4. No Course of Dealing; Waiver. Borrower expressly acknowledges and agrees that the execution of this Change in Terms shall not constitute a waiver of, and shall not preclude the exercise of, any right, power or remedy granted to Agent and/or the Lenders in the Loan Documents, or as provided by law, except to the extent expressly provided herein. No previous modification, extension or compromise entered into with respect to any indebtedness of Borrower to Agent and/or the Lenders shall constitute a course of dealing or be inferred or construed as constituting an express or implied understanding to enter into any future modification, extension or compromise, whether or not the same was in writing. No past, present or future delay on the part of Agent and/or any Lender in exercising any right, power or remedy shall operate as a waiver thereof, or otherwise prejudice Agents or any Lenders rights, powers or remedies.
5. Promise to Pay. Borrower hereby covenants and promises to pay to the order of Agent, the unpaid principal balance of the Loans, together with interest as provided in the Credit Agreement and the other Loan Documents, and hereby promises to perform all of the covenants, conditions, stipulations and agreements as contained in the Loan Documents and in any other document or instrument executed in connection therewith or referencing the same (as modified by this Change in Terms and the Partial Release).
6. Setoffs, Claims and Defenses. Borrower hereby certifies that, as of the date hereof, it has no setoffs, counter-claims or other defenses of any nature whatsoever to the payment of any part of the obligations owed to Agent and/or any Lender as of the date of execution of this Change in Terms.

> RECORDS SHOWN
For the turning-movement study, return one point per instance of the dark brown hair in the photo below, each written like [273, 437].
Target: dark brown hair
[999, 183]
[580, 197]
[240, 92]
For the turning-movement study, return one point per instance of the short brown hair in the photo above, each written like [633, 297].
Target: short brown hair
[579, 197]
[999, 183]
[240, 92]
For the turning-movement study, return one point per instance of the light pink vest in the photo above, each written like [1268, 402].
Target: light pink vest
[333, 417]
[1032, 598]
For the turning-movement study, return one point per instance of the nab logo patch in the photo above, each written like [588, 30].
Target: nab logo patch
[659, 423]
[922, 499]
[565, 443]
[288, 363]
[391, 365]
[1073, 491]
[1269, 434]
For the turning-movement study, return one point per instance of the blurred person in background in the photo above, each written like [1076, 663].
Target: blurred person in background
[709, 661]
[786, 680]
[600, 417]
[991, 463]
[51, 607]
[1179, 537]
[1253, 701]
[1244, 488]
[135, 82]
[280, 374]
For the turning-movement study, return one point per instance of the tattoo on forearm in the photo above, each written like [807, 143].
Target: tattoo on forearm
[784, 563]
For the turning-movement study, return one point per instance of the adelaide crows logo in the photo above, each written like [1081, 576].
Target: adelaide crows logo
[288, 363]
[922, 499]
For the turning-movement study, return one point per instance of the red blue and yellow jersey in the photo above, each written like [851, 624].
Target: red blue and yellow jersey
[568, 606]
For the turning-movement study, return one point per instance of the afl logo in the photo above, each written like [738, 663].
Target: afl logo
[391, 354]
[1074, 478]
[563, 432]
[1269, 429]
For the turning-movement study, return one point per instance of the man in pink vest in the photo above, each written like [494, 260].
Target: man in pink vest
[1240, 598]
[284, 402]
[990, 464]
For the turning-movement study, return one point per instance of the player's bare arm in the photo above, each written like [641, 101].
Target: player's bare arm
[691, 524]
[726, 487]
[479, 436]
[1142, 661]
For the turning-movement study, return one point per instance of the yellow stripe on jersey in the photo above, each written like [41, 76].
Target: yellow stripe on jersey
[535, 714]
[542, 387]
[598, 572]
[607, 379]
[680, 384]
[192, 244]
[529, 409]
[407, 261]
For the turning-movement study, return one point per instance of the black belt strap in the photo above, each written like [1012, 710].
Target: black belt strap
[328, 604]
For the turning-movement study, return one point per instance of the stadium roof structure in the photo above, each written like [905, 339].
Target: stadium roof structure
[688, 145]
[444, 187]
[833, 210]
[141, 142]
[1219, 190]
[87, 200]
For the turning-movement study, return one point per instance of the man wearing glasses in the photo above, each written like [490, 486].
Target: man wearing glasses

> TASK BRIEF
Continue the Change in Terms excerpt, starting after its final sentence. The rows are separate material and are not part of the Change in Terms excerpt.

> EXERCISE OUTPUT
7. Governing Law. This Change in Terms shall be interpreted and construed in accordance with and governed by the laws of the State of Ohio (without respect to conflict of law principles). Further, the parties hereto intend that this Change in Terms shall be in compliance with all applicable laws and shall be enforceable in accordance with its terms. If any provision of this Change in Terms shall be illegal or unenforceable with respect to the Loan Documents, such provision shall be deemed cancelled to the extent necessary, but the remaining provisions shall not be affected hereby.
8. Further Assurances. Borrower and the Guarantors further agree to execute and deliver any and all further documents and to take any and all other steps or actions reasonably deemed necessary by Agent to effectuate this Change in Terms.
9. Affirmation of Other Obligors. Borrower shall obtain the acknowledgment and acceptance by each other party obligated in any way with respect to the Loans or otherwise in connection with the credit extended pursuant to the Credit Agreement, including, without limitation, the Guarantors and any other guarantor, co-borrower, pledgor or other accommodation party or party granting collateral security for the Loans and other obligations under the Loan Documents and otherwise, that the obligations and agreements of each such party to the Lenders and/or the Agent under the Loan Documents, as applicable, or otherwise, shall continue in full force and effect with respect to the indebtedness evidenced and secured by the Loan Documents, irrespective of any modification made in this Change in Terms or he Partial Release, which acknowledgement and acceptance shall be in a writing executed by each such party and satisfactory to Agent.
10. Acknowledgment by Lenders. This Change in Terms shall only be effective upon the acknowledgment, consent and acceptance by the Lenders, which acknowledgement, consent and acceptance shall be evidenced by execution of this Change in Terms by the Lenders.
11. Successors and Assigns. This Change in Terms shall be binding upon the parties hereto and their respective successors and assigns, and shall inure to the benefit of Agent and its successors and assigns.
12. Costs and Expenses. Borrower also agrees to reimburse Agent for all costs and expenses incurred in the preparation, execution and delivery of this Change in Terms, including reasonable attorneys fees.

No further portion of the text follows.